» **Task goal**
Count the lines in the data below that contain the word "gray". Reply with the number alone.
# Start of Data entries
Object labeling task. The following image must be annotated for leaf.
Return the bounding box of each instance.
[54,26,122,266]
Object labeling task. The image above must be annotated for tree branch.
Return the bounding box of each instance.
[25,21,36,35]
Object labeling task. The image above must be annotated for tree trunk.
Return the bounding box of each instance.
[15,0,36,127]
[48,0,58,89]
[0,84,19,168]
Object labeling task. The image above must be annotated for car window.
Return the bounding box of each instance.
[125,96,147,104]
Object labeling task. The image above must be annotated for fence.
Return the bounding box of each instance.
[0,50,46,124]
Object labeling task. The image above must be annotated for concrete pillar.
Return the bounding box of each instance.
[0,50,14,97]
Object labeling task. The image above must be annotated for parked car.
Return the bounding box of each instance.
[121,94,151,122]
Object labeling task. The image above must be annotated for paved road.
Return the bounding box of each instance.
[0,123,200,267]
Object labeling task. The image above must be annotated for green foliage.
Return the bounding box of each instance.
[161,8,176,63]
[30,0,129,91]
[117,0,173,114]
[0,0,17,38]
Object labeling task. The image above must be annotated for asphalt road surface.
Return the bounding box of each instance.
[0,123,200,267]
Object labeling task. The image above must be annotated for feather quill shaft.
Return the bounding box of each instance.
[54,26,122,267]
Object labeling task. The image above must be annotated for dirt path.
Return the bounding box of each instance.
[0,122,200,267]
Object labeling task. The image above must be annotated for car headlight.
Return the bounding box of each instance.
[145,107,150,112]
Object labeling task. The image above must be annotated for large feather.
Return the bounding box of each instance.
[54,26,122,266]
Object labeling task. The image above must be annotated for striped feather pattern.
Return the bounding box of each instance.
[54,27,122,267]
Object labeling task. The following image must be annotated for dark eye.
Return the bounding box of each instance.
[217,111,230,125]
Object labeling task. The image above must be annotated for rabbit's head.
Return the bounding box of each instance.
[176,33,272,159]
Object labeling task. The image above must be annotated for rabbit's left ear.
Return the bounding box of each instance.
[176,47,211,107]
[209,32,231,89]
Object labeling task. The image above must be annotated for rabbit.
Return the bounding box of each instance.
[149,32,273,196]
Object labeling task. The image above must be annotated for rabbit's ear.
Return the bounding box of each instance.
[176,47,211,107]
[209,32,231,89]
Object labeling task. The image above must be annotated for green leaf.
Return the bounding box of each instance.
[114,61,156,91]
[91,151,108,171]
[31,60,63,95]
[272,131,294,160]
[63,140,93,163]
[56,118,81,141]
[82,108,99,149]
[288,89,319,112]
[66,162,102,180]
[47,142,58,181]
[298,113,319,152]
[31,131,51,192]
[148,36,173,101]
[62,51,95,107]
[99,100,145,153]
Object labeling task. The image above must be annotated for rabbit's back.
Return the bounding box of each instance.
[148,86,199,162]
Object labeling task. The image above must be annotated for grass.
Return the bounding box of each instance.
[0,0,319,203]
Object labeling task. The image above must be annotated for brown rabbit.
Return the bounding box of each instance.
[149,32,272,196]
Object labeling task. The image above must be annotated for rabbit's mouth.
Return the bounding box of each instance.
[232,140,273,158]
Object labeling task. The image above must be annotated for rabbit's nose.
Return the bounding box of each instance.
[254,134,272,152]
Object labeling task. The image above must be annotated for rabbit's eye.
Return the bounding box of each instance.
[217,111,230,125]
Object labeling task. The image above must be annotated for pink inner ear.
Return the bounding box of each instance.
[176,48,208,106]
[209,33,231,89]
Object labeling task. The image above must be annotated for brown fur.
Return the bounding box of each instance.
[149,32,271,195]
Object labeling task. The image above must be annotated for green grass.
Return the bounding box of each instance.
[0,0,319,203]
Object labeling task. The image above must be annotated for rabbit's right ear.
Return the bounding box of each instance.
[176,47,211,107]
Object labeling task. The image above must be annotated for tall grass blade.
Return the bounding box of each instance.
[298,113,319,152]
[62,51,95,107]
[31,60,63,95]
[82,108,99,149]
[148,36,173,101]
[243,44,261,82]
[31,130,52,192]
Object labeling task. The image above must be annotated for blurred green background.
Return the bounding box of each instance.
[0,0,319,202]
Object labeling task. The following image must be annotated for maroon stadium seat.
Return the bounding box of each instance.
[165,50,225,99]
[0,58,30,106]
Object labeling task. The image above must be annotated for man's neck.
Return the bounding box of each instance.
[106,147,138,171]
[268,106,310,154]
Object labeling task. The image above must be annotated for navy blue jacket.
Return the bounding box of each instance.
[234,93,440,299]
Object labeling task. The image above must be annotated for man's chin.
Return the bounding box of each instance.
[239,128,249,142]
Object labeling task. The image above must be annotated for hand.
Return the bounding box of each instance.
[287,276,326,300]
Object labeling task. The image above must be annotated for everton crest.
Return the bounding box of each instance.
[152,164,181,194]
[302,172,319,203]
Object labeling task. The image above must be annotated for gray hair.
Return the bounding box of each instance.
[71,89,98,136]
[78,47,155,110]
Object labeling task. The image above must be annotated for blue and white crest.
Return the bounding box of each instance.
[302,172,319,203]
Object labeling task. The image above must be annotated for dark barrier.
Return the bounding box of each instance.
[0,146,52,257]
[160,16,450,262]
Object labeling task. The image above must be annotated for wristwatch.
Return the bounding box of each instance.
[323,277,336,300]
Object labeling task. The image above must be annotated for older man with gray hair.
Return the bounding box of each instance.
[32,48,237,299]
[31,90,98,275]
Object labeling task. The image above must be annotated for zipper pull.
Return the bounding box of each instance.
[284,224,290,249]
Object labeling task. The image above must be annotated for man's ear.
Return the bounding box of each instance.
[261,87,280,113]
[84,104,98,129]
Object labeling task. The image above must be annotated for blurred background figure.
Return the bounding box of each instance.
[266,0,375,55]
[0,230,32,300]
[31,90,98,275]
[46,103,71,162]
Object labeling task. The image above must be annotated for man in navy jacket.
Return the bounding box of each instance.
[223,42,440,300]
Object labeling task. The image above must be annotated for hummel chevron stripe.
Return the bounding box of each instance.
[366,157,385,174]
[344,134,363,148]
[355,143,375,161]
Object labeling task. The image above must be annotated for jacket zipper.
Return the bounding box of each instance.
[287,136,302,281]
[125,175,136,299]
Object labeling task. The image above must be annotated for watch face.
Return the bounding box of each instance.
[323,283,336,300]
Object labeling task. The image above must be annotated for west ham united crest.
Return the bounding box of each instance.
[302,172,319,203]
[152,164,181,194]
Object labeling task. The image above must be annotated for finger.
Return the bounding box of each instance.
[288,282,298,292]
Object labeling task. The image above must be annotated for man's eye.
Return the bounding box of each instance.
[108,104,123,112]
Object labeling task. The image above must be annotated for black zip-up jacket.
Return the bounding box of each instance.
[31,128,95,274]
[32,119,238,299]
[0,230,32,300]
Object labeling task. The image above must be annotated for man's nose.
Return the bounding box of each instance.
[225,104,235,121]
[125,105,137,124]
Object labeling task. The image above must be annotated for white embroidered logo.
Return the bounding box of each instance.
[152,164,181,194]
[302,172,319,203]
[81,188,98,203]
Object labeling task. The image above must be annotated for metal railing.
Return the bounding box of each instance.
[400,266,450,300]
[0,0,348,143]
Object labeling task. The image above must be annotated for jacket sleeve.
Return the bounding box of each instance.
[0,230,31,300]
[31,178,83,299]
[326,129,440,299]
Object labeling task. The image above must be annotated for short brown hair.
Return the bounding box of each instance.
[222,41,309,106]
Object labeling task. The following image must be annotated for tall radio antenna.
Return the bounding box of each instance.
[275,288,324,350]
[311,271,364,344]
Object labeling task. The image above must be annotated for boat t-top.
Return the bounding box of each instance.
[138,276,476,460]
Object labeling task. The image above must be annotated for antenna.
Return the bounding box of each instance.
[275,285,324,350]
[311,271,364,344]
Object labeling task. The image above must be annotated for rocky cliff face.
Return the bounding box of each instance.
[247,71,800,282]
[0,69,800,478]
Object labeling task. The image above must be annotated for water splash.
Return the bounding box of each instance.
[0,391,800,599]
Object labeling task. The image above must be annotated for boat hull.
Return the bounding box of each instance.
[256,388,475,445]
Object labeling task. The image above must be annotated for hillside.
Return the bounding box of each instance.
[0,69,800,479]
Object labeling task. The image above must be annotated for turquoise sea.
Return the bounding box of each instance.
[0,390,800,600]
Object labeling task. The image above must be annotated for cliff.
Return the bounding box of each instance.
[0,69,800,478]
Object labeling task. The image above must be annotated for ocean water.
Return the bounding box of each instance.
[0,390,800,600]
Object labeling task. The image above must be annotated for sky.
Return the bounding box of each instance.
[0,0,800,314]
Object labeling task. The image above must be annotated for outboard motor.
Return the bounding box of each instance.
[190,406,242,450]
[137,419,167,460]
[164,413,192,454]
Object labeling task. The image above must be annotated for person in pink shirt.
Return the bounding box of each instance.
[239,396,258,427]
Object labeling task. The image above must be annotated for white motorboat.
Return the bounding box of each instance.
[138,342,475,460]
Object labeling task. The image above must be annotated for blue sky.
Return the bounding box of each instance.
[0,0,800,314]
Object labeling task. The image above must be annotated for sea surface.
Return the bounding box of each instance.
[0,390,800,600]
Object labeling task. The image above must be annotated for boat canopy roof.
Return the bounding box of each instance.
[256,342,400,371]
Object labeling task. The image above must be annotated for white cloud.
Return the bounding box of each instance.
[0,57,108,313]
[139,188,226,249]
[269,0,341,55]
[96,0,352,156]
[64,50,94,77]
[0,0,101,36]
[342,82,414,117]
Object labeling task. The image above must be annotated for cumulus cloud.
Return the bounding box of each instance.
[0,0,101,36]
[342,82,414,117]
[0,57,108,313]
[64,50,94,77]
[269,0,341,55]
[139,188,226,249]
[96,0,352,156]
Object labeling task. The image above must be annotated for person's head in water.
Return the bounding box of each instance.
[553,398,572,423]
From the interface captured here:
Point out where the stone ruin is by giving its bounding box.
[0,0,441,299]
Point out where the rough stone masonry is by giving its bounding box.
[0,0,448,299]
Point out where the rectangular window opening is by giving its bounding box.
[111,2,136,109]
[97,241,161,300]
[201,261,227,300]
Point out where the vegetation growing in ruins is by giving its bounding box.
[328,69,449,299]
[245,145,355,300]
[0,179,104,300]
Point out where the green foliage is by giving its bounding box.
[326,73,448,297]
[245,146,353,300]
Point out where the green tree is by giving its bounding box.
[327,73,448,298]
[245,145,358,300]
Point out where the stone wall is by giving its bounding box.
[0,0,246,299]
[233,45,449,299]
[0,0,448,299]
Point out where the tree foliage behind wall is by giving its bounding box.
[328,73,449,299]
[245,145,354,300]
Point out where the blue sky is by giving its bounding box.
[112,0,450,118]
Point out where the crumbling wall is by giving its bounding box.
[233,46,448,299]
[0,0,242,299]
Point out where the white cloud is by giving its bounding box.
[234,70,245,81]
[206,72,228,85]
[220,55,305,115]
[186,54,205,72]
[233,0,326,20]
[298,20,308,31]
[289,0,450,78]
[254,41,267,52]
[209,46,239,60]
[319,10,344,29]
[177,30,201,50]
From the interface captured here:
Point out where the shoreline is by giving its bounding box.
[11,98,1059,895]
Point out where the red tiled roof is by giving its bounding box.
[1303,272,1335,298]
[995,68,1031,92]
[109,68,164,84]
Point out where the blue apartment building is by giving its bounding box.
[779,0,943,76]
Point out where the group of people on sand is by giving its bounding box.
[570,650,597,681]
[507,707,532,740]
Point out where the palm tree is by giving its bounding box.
# End of Data entries
» **The result**
2